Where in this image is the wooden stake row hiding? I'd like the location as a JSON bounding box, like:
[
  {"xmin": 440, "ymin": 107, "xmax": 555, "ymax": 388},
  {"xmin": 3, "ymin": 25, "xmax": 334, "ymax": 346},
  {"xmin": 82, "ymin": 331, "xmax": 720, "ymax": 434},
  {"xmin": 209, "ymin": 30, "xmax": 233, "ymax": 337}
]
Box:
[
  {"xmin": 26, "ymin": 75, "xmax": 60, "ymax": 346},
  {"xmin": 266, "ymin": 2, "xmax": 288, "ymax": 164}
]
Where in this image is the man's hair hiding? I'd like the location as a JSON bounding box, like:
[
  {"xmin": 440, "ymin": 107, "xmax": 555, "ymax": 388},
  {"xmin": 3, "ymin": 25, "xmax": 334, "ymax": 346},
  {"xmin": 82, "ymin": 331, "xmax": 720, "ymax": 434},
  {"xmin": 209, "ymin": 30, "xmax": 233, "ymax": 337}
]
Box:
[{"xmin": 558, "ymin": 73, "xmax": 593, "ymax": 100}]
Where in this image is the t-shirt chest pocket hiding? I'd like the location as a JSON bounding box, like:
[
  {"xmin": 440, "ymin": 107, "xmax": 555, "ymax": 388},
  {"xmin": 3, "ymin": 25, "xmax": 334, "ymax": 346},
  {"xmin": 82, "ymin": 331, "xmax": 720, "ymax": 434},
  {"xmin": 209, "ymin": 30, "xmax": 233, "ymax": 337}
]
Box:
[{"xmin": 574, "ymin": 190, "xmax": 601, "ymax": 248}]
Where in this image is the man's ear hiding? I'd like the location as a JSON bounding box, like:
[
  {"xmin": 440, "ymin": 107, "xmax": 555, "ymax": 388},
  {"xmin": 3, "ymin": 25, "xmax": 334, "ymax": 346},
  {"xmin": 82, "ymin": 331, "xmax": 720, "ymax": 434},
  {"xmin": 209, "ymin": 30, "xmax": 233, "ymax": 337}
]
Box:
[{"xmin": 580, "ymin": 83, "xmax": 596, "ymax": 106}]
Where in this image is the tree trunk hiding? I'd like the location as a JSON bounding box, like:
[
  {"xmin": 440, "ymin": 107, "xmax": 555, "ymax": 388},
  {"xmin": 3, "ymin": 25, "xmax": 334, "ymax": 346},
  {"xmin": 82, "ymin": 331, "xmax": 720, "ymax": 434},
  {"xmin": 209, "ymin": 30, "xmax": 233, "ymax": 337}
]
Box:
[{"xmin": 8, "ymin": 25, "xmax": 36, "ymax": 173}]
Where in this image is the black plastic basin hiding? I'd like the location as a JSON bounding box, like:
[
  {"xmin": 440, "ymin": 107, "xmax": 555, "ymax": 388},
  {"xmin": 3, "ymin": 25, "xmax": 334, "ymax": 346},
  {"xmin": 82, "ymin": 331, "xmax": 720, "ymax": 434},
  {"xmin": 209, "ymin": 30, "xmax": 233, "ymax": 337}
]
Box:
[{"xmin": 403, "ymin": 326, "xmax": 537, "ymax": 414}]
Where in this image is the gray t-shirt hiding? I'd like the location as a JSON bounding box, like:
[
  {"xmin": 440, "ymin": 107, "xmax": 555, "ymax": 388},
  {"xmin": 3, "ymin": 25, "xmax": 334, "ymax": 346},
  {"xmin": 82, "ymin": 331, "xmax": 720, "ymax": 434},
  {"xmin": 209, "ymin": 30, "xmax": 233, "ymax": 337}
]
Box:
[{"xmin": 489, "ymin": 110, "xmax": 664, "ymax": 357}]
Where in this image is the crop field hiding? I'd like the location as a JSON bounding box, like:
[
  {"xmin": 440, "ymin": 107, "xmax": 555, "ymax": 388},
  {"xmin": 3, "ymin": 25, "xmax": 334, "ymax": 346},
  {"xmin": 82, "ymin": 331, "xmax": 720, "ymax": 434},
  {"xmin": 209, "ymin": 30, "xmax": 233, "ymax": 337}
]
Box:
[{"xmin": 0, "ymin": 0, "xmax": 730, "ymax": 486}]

# Written request
Return the listing word for word, starting with the line that contains "Where in this image is the crop" and going on through the end of the listing.

# Solved exercise
Where in this image is the crop field hiding? I'd like the location as a JSON bounding box, like:
[
  {"xmin": 440, "ymin": 107, "xmax": 555, "ymax": 388},
  {"xmin": 3, "ymin": 25, "xmax": 334, "ymax": 346},
  {"xmin": 82, "ymin": 331, "xmax": 720, "ymax": 434},
  {"xmin": 209, "ymin": 30, "xmax": 233, "ymax": 337}
]
Box:
[{"xmin": 0, "ymin": 0, "xmax": 730, "ymax": 486}]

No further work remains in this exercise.